#### [TO DO]
All records are to be restated exactly, each line as it reads.

___ GIVEN RECORDS

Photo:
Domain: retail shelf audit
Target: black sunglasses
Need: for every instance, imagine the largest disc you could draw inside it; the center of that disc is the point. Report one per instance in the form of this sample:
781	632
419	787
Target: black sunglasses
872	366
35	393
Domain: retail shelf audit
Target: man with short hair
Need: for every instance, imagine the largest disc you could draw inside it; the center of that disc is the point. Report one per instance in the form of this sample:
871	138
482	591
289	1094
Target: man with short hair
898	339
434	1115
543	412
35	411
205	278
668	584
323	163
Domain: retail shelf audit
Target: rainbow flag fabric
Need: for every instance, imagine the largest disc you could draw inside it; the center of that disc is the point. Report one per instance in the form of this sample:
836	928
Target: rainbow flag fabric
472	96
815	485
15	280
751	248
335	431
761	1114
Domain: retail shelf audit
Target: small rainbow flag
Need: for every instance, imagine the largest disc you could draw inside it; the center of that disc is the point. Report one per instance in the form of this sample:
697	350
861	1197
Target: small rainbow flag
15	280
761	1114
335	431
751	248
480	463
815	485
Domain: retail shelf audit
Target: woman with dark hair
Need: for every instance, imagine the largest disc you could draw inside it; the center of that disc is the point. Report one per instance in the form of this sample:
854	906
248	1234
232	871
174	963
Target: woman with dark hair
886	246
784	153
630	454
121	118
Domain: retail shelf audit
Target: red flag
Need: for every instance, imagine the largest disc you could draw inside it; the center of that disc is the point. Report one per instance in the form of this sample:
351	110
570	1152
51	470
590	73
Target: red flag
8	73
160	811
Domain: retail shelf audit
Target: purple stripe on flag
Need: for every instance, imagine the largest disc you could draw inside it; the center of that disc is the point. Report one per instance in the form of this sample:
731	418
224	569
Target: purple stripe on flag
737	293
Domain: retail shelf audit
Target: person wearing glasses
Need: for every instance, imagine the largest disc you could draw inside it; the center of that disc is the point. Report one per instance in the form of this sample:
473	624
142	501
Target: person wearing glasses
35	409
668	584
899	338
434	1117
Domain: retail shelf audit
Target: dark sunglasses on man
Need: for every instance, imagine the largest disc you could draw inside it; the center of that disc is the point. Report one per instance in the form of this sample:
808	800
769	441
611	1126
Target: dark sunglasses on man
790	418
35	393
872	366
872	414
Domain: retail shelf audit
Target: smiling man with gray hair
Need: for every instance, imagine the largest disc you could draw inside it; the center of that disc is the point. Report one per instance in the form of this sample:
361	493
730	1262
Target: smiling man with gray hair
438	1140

______

#### [TASK RESPONSE]
Photo:
Domain: retail shelf audit
Target: black sunglasses
Need: for every instance, imagine the largest disc you could draw inside it; the center of that disc is the point. Report one per instance in the form of this sample:
781	632
419	787
Target: black sunglasses
872	366
35	393
Domain: retail shelf audit
Target: man with short hair
Need: for every instance, imagine the largest disc you could draw inside it; the center of that disc is the point. Report one per instance in the form of this sample:
871	138
482	591
289	1094
Target: man with short hair
898	339
434	1115
543	412
35	411
205	278
668	584
323	163
Domain: retail shelf audit
Target: rainbow flag fabric
Need: for every instance, imagine the largest disc you could draw inside it; the center of that disc is the point. Report one per instance in the form of this sample:
836	928
Target: rainbow flag fabric
472	96
815	485
15	280
751	248
335	431
761	1114
Domain: retail shelf audit
Target: small rainbow flag
Need: for every instance, imagine the largest disc you could draw inside it; the center of that disc is the point. Report one per instance in the form of this sample:
697	350
861	1197
Target: small rainbow flag
15	280
761	1114
335	431
751	248
480	463
815	485
Domain: retail shelf audit
Target: woman with dark hair
Need: for every instance, imagine the largest disc you could draw inside it; the center of that disc is the point. Report one per instance in the form of this sample:
854	906
248	1234
232	871
174	963
Target: woman with dark hair
886	246
784	153
630	454
121	118
Domain: retail shelf audit
Target: red flag
Need: for every instance, imagine the largest disc you could draw inside it; the center of that disc is the point. Report one per instance in the form of this sample:
351	110
570	1152
51	470
590	73
Target: red flag
8	73
160	811
Domain: retail shelf audit
Target: purple stripe on flag
Need: for every instance, imagine the largest disc you could draw inside it; the center of that disc is the point. Report one per instance in the form of this sample:
731	418
224	569
Target: purple stripe on flag
737	293
Domain: retail shelf audit
Target: person wearing glasses
Need: for every instance, imagine the largest disc you could draw inside it; the center of that disc is the point. Report one per instance in the form of this sample:
473	624
142	501
Target: person wearing glasses
35	409
668	584
899	338
434	1117
Domain: retail shelf audit
Target: dark sunglasses on man
Need: for every instance, imagine the largest disc you could draw inside it; the center of that disc is the point. Report one per instance in the form of this sample:
808	800
769	441
611	1126
Target: dark sunglasses on man
790	418
35	393
872	366
872	414
Domain: retail shelf audit
Target: smiling man with gray hair
Need: for every instance, imagine the largest disc you could draw inside it; the center of that disc is the point. Report one per instance in the form of this sample:
361	493
730	1262
Target: smiling man with gray hair
438	1140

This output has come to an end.